### Текст для чтения

# Поддержка  in-ku.com > Давайте познакомимся >  Создаем книгу IN-KU

## nezabudka-8s

*Друзья, остался ровно месяц до юбилея нашего любимого форума Ин-Ку. 
31 мая 2014 г. ему исполнится 5 лет!!! 
В подтверждение - слова админа:




 Сообщение от Mazaykina


Дорогие форумчане и гости нашего форума!

31 мая  день рождения  форума IN-KU.com.  


Предлагаю от раздела Музыкальных руководителей сделать общий подарок форуму! К юбилею будет открыта специальная поздравительная тема, в которую можно выложить какую-то коллективную работу, представляющую наш дружный и весёлый раздел форума! Это может быть видеоролик, презентация или коллаж из наших фотографий. А может, стихотворение или песня, посвящённые форуму! В общем, высказывайте здесь свои предложения и идеи. Одна голова - хорошо, а много - это уже дом советов! 

На ютубе нашла видеоролик Симеона, мне очень понравился. Хотя ролик и четырёхлетней давности, увидела некоторые знакомые лица наших музруков! 





И ещё. Недавно, к Дню рождения нашего админа Марины, представители раздела ведущих за несколько дней сочинили гимн Ин-Ку и сделали клёвый клип! Вот скопировала сюда это сообщение. Посмотрите. Может, на какую-нибудь мысль натолкнёт:
*



> Марина, наш творческий коллектив поздравляет вас с Днем Рождения!

----------


## Марийка-Умница

> *Друзья, остался ровно месяц до юбилея нашего любимого форума Ин-Ку. 
> 31 мая 2014 г. ему исполнится 5 лет!!! 
> В подтверждение - слова админа:
> 
> Предлагаю от раздела Музыкальных руководителей сделать общий подарок форуму! К юбилею будет открыта специальная поздравительная тема, в которую можно выложить какую-то коллективную работу, представляющую наш дружный и весёлый раздел форума! Это может быть видеоролик, презентация или коллаж из наших фотографий. А может, стихотворение или песня, посвящённые форуму! В общем, высказывайте здесь свои предложения и идеи. Одна голова - хорошо, а много - это уже дом советов!

######
### Предоставленные записи

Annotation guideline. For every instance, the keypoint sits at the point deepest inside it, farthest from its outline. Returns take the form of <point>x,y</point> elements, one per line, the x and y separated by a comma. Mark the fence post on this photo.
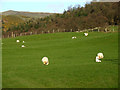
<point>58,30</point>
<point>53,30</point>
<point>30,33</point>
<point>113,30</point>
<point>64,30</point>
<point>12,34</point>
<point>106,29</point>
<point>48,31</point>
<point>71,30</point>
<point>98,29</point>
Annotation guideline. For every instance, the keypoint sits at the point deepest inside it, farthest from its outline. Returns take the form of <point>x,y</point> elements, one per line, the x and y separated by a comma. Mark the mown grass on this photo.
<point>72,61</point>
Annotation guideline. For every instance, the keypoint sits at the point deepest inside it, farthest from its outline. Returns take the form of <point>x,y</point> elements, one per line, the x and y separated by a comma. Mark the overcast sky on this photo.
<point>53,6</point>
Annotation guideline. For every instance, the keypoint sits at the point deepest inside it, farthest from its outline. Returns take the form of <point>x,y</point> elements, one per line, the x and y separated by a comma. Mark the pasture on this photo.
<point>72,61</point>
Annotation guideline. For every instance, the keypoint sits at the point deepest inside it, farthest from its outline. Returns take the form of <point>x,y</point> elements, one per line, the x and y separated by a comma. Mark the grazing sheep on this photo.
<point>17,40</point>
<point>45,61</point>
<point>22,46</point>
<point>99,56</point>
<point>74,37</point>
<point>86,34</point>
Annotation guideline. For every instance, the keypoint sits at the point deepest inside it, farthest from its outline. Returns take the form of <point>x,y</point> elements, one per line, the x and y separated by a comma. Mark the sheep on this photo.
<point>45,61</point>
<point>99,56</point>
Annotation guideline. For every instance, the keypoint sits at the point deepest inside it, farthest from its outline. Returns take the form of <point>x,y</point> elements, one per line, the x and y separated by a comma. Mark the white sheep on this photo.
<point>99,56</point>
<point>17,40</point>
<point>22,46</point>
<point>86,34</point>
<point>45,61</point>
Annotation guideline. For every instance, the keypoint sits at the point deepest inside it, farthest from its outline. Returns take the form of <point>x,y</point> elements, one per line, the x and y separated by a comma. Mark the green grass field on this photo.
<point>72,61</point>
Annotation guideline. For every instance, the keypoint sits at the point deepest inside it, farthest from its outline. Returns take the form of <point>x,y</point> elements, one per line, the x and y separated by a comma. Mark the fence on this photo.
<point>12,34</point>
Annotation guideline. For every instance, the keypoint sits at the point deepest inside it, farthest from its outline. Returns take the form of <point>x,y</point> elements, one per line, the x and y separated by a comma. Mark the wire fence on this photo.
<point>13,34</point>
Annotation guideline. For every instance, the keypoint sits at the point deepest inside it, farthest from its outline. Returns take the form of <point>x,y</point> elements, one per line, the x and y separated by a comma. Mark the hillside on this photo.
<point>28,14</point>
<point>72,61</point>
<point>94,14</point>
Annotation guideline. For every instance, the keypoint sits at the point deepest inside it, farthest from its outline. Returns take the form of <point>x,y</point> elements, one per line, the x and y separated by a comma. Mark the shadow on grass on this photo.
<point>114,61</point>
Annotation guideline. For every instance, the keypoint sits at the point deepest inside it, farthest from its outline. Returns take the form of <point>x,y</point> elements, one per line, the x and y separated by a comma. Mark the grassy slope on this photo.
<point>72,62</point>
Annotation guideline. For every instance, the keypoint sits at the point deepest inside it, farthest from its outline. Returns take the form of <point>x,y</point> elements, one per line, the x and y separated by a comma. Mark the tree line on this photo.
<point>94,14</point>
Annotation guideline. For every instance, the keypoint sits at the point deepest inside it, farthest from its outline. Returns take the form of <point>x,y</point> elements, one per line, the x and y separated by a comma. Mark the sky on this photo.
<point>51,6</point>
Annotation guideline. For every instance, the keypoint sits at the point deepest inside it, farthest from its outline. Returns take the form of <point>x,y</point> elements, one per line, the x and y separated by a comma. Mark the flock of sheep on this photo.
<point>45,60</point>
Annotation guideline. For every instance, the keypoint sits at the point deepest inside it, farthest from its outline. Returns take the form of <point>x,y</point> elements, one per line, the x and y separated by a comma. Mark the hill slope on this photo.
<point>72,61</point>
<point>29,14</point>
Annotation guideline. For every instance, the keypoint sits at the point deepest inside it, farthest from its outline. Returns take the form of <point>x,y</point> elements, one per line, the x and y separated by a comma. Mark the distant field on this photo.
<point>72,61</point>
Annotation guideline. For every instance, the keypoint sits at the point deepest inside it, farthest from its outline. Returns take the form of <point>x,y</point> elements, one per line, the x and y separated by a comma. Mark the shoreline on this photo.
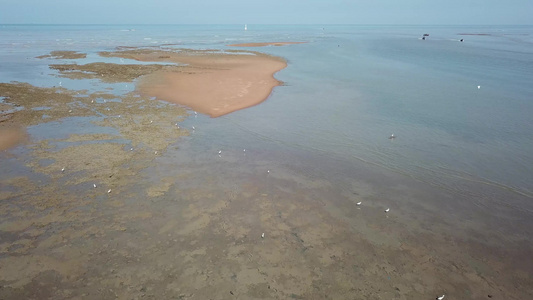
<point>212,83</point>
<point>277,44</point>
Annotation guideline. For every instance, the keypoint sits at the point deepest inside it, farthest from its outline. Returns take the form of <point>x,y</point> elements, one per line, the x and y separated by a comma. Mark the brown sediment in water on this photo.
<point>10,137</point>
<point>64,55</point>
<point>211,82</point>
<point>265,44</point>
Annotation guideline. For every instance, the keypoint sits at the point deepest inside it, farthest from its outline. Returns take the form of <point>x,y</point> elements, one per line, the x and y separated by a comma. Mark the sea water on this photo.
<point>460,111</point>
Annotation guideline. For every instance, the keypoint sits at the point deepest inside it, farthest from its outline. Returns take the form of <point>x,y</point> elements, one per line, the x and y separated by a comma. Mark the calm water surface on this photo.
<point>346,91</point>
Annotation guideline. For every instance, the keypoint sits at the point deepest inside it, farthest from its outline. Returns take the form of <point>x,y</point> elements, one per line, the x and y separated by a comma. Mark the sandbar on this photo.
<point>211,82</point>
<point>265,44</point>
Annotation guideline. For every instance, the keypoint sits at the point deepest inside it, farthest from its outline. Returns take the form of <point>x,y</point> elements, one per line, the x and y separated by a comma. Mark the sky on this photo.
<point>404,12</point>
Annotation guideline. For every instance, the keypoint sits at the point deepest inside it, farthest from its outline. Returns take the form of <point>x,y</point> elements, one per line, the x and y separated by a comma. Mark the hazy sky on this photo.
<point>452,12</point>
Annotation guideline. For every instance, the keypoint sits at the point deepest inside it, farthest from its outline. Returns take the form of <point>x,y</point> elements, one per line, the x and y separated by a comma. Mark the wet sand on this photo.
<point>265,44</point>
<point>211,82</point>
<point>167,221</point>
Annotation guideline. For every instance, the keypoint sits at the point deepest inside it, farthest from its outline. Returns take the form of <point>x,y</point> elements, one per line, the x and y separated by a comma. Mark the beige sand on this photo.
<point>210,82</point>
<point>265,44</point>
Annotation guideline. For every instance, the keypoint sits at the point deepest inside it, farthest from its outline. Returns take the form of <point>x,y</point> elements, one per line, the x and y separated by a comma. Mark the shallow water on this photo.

######

[Что нужно сделать]
Перепишите из текста о юбилее форума всё от «Сообщение от Mazaykina» вниз до «лица наших музруков!», поменяв «коллаж» на «альбом».

[Результат ниже]
Сообщение от Mazaykina


Дорогие форумчане и гости нашего форума!

31 мая  день рождения  форума IN-KU.com.  


Предлагаю от раздела Музыкальных руководителей сделать общий подарок форуму! К юбилею будет открыта специальная поздравительная тема, в которую можно выложить какую-то коллективную работу, представляющую наш дружный и весёлый раздел форума! Это может быть видеоролик, презентация или альбом из наших фотографий. А может, стихотворение или песня, посвящённые форуму! В общем, высказывайте здесь свои предложения и идеи. Одна голова - хорошо, а много - это уже дом советов! 

На ютубе нашла видеоролик Симеона, мне очень понравился. Хотя ролик и четырёхлетней давности, увидела некоторые знакомые лица наших музруков!